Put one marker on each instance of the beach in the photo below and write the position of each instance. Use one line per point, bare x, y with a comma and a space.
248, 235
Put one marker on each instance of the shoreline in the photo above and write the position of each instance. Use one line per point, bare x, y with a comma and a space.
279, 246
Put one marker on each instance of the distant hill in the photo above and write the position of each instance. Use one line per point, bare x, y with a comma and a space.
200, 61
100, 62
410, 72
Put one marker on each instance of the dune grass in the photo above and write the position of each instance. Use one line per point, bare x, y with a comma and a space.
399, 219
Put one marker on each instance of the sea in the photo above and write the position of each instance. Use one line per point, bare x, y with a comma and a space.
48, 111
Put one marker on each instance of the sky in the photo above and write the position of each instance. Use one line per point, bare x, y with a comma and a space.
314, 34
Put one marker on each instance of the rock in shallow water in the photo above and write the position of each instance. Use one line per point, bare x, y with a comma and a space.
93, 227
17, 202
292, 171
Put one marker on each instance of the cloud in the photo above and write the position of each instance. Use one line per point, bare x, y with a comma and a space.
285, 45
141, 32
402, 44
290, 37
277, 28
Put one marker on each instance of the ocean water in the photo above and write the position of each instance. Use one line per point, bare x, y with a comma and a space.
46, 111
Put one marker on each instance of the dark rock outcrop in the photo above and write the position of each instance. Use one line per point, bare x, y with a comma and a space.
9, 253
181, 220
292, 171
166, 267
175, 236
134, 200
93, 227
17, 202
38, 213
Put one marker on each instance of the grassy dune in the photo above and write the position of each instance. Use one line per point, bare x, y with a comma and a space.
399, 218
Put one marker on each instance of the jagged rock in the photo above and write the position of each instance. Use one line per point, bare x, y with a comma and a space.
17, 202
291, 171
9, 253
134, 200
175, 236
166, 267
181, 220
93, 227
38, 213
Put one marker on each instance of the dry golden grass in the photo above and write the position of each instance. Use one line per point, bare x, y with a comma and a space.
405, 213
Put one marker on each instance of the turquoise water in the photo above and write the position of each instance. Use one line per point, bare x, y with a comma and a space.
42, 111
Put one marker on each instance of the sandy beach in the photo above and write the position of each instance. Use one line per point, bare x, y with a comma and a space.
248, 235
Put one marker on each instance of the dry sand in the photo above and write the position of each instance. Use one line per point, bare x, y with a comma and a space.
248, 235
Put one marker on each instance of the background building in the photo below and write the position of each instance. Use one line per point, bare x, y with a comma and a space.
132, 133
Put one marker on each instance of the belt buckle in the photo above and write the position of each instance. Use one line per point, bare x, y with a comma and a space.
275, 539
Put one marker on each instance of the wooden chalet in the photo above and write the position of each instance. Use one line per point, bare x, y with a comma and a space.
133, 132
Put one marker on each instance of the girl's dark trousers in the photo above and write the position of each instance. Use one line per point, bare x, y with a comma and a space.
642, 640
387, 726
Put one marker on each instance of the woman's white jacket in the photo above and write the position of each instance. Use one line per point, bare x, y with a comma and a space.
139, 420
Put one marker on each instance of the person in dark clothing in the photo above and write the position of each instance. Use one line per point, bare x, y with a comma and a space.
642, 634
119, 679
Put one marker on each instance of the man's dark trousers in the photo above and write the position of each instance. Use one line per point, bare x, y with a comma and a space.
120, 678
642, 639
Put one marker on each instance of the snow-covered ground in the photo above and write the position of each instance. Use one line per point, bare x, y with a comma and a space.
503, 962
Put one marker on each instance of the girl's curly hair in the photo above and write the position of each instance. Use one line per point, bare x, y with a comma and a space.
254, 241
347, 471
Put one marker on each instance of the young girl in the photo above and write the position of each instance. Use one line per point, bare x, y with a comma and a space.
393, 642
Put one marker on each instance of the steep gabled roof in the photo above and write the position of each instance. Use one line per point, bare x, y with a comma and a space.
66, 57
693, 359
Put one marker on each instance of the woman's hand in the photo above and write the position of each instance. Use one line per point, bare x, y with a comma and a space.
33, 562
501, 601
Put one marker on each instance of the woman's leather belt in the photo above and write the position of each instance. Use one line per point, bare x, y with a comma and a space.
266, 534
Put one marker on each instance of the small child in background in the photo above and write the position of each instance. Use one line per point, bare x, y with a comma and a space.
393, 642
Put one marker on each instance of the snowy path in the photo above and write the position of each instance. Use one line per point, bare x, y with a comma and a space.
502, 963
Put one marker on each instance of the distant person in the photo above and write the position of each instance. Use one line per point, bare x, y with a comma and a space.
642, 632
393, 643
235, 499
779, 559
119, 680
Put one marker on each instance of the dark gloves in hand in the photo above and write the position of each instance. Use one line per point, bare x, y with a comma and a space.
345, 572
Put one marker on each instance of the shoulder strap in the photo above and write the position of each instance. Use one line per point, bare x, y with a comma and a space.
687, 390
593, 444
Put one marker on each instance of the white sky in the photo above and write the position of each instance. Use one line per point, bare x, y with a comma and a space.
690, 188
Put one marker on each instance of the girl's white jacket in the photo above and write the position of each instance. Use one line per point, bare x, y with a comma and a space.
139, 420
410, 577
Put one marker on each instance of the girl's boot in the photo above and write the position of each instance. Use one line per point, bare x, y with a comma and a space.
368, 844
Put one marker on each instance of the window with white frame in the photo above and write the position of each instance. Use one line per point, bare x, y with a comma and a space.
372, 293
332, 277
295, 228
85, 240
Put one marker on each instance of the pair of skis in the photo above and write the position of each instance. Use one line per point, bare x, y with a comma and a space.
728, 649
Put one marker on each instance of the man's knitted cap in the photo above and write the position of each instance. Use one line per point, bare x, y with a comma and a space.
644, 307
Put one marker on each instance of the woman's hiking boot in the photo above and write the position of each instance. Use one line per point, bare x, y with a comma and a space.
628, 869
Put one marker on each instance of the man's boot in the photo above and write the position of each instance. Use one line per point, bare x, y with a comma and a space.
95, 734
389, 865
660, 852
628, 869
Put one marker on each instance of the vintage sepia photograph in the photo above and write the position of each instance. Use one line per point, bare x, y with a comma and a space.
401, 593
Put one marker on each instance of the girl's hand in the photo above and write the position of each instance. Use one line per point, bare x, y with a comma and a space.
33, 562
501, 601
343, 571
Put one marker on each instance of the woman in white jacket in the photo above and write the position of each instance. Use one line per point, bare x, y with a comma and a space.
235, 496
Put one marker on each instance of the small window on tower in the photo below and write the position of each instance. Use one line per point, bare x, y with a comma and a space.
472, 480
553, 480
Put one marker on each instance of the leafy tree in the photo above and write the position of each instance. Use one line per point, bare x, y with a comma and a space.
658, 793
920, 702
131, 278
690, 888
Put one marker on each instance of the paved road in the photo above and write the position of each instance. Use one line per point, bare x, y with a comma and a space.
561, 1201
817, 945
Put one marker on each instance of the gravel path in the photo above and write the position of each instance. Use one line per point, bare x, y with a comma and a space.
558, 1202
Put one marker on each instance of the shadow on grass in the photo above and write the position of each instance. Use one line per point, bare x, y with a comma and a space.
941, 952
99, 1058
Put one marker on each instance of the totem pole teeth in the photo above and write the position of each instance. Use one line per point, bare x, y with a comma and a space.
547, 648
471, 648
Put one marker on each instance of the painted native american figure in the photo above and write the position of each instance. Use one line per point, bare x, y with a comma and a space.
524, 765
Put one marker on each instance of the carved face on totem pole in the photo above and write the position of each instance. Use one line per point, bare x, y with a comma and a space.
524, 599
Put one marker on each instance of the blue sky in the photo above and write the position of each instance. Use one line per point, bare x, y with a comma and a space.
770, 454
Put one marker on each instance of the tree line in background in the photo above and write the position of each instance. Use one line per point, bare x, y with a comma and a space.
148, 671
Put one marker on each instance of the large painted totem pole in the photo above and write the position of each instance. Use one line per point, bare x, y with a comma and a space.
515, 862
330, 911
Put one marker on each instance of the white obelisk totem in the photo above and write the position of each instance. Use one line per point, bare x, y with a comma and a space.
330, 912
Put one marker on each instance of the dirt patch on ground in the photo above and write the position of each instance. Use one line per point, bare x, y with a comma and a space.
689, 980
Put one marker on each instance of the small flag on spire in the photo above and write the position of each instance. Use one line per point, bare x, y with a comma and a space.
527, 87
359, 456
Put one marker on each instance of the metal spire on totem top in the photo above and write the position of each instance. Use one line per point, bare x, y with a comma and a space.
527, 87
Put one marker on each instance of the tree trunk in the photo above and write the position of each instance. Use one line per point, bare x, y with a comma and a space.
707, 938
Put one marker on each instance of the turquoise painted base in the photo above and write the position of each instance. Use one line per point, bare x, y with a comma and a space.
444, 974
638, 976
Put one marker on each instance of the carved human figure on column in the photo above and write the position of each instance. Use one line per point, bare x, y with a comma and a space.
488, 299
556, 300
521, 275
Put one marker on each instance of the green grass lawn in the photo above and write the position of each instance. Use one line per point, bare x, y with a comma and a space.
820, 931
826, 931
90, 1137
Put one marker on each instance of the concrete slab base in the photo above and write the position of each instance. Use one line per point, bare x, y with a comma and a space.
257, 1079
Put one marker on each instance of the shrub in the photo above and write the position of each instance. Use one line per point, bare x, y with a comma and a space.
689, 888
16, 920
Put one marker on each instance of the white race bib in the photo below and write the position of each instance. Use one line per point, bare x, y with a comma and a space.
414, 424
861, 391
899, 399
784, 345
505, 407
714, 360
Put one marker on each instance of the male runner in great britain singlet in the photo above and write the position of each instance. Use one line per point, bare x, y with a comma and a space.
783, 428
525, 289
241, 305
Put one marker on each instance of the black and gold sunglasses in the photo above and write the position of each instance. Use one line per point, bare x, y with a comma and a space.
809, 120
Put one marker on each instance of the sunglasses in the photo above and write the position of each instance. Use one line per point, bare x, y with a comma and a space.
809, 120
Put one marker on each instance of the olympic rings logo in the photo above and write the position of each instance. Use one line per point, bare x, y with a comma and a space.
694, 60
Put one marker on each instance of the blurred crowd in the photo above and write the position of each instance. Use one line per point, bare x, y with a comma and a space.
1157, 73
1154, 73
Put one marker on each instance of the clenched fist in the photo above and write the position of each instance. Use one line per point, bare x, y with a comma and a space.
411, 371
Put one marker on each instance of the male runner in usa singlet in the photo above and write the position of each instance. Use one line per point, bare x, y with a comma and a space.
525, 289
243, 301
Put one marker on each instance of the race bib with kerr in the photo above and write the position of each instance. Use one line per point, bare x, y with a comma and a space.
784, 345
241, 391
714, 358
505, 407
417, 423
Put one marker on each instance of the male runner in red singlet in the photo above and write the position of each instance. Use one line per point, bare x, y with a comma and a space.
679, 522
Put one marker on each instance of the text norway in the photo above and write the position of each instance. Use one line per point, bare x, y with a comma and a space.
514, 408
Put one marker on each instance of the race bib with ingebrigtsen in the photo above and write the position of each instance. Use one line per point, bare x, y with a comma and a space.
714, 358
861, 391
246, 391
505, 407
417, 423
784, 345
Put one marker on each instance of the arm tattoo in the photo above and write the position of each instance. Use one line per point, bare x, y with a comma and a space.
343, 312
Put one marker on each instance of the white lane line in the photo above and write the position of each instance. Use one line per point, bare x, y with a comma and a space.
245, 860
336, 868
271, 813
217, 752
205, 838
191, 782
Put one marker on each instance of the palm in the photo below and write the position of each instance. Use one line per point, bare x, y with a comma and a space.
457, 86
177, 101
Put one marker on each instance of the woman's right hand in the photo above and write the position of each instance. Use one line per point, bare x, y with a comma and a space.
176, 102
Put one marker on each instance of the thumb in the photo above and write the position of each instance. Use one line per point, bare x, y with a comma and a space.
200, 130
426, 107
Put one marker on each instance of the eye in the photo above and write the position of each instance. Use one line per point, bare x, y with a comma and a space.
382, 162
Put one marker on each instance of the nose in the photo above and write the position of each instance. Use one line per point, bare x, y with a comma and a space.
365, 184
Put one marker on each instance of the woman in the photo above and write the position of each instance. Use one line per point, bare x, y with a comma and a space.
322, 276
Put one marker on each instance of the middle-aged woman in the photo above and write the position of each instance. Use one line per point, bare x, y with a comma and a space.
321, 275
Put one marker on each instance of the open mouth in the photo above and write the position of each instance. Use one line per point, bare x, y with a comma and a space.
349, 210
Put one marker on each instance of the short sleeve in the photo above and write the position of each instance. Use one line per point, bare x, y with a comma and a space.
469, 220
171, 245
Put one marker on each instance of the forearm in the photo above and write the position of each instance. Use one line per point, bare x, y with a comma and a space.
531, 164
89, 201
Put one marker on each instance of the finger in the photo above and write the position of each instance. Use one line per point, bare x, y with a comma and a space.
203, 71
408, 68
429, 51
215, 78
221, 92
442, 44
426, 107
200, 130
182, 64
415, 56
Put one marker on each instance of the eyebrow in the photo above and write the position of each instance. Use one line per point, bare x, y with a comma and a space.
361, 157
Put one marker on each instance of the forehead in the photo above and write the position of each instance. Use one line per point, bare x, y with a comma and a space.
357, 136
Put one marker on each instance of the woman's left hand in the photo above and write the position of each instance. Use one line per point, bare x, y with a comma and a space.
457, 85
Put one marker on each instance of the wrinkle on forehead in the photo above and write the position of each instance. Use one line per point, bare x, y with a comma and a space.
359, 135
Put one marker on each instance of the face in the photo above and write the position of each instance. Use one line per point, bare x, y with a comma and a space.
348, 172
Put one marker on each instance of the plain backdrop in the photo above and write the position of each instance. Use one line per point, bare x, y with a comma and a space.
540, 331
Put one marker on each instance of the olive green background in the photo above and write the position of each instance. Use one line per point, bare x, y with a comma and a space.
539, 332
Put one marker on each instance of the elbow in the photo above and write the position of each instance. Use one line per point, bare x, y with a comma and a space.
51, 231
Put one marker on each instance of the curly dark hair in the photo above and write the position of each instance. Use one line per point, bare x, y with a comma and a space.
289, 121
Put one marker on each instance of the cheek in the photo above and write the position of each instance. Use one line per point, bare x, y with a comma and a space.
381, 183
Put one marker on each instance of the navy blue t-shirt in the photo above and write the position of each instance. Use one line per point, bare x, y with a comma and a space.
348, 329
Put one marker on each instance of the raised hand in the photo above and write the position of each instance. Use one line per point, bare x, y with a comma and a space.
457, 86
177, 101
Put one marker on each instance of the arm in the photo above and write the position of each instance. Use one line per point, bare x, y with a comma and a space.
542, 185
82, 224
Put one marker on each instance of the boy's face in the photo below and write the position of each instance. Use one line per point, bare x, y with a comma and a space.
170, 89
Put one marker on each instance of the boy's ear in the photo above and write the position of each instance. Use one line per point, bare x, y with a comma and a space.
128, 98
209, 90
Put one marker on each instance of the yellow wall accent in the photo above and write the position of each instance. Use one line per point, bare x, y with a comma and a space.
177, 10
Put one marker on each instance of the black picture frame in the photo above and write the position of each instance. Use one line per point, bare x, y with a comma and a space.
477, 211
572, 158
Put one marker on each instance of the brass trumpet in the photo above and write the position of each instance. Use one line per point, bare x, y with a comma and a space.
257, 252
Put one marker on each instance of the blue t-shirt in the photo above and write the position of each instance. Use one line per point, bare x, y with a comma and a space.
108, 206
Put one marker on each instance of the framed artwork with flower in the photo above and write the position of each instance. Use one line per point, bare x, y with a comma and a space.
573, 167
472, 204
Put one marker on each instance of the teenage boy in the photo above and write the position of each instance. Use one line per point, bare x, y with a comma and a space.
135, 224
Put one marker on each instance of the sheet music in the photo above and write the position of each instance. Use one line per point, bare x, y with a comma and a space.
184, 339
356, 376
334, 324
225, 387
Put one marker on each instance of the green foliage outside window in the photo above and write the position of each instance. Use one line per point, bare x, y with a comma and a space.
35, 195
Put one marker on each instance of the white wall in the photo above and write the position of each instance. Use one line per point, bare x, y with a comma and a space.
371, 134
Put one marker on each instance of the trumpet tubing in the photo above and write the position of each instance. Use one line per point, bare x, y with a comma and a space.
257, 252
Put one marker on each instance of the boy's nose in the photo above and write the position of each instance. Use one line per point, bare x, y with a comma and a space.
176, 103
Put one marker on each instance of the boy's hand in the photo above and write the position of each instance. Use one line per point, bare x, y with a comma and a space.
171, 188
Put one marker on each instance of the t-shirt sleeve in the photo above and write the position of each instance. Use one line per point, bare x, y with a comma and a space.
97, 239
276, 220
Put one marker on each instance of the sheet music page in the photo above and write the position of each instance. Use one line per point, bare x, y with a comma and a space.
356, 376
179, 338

§ **Short problem**: Write out the lines above, starting at the line that contains "Put one marker on each instance of the trumpet" and ending with the final line, and nothing else; copy them exactly.

§ **Problem solution**:
Put one marker on each instance of the trumpet tubing in the photo above and write the position of each instance. Use one line per point, bare x, y with a comma and a space.
257, 252
Put one marker on each instance of the boy's nose in the photo above and write the position of each instance. Use one line per point, bare x, y with a comma and a space.
176, 103
Put one marker on each instance of the boy's hand in the photo above and write the position of each instance. Use one line per point, bare x, y with a comma and a space.
171, 188
Put one marker on each instance of the t-shirt sleeve in the photo above and write the position of each instance. Use one line per point, bare x, y with a comma and a space.
97, 239
276, 220
Put one marker on each instance of the sheet music page in the photo above and write the position of each instance. Use one line per point, bare x, y with a comma and a space.
356, 376
179, 338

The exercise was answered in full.